You are currently viewing Rideau !

Rideau !

Par Christian Rol*

Nous apprenons la fin prévisible de celui qui fut une espèce de condottière du libéralisme sauvage, il eut été flibustier ou boucanier, s’eut été Barberousse plutôt que Jean Bart, tant il était connu pour être impitoyable. Mais il apparaissait régulièrement dans les médias, à la façon d’un feuilleton, dans des affaires flamboyantes où l’argent coulait à flot et où il avait un sens inné pour se mettre en scène, (car il était aussi cabotin à ses heures) et grâce à lui beaucoup de petites gens se retrouvèrent sans boulot.Mais aujourd’hui, celui qui fit briller magistralement l’OM garde une place dans le cœur de ces chômeurs, c’est ainsi. Christian Rol qui a une plume agile nous offre cet hommage posthume (NDLR),

La mort de Tapie ne m’inspire rien d’autre qu’une douce indifférence. Je l’ai haï comme j’ai détesté tous ces socialos qui ont mis le populo et les racailles dans leur poche pour vivre peinards dans des hôtels particuliers et rouler dans des limos avec chauffeur.

Avec le temps, j’ai hiérarchisé mes haines… Tapie était un escroc dans tous les domaines. Il était de ces primates qui pensent qu’il y a les « baiseurs » et les « baisés », que la fin justifie les moyens et que la politique, les affaires ou le foot, ne sont que des moyens pour se la couler douce. Bref, le type était un sale type, mais pas plus qu’un Fabius, un Kouchner, un Michel Noir et tant d’autres.

== TRAVAIL DEMANDÉ ==
1. Répondez aux questions suivantes sur le texte sur Tapie.
(a) D'après le chapeau de la rédaction, quel club Tapie a-t-il fait briller ?
(b) Quel sentiment la mort de Tapie inspire-t-elle à l'auteur ?
(c) Quels trois hommes l'auteur nomme-t-il dans sa dernière phrase ?
2. Reprenez le texte sur Tapie là où il s'arrête et poursuivez-le.
La liste ci-après est sans aucun lien avec le texte sur Tapie.

== DONNÉES DISPONIBLES ==
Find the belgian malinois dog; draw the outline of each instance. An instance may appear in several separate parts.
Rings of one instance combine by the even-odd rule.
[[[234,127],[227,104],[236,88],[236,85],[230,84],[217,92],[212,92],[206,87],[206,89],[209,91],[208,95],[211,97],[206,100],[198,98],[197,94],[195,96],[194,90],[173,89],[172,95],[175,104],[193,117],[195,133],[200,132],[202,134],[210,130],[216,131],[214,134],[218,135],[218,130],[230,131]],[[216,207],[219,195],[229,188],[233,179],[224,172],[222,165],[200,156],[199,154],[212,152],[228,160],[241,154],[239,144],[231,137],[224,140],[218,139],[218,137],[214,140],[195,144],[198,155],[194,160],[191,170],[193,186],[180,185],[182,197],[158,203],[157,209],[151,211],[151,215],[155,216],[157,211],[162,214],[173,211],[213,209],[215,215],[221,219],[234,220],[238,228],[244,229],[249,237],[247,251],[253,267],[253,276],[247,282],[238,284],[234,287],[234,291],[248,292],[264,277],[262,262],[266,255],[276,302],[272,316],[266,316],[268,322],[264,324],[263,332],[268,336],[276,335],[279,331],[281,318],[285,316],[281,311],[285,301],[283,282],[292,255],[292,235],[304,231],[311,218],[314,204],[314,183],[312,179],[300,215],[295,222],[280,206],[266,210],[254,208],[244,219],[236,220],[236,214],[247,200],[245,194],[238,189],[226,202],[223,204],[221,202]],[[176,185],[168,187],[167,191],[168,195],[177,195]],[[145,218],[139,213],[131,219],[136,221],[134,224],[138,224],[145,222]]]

== CORRIGÉ DES EXERCICES ==
1.
(a) L'OM.
(b) Une douce indifférence.
(c) Fabius, Kouchner et Michel Noir.

2.
Un soir, tandis que j’étais au Crazy Horse avec ma poupée, il arrive accompagné de son épouse, simplement, sans tambours ni trompettes. C’était après son Age d’Or et ses frasques des années 80-90. Et les voilà qui s’attablent proches de nous, discrets comme un couple de la classe moyenne venu pour siroter un Champ’ de basse extraction et reluquer les filles sexy en train de se dessaper…

Je l’ai un peu observé et n’ai rien ressenti de ce que l’homme public m’inspirait. Il faut dire qu’il n’était ni hâbleur ni frimeur, et, surtout, son épouse semblait si heureuse de s’extraire, ne serait-ce qu’un soir, de cette vie ponctuée de juges, d’huissiers, de flics et de fisc.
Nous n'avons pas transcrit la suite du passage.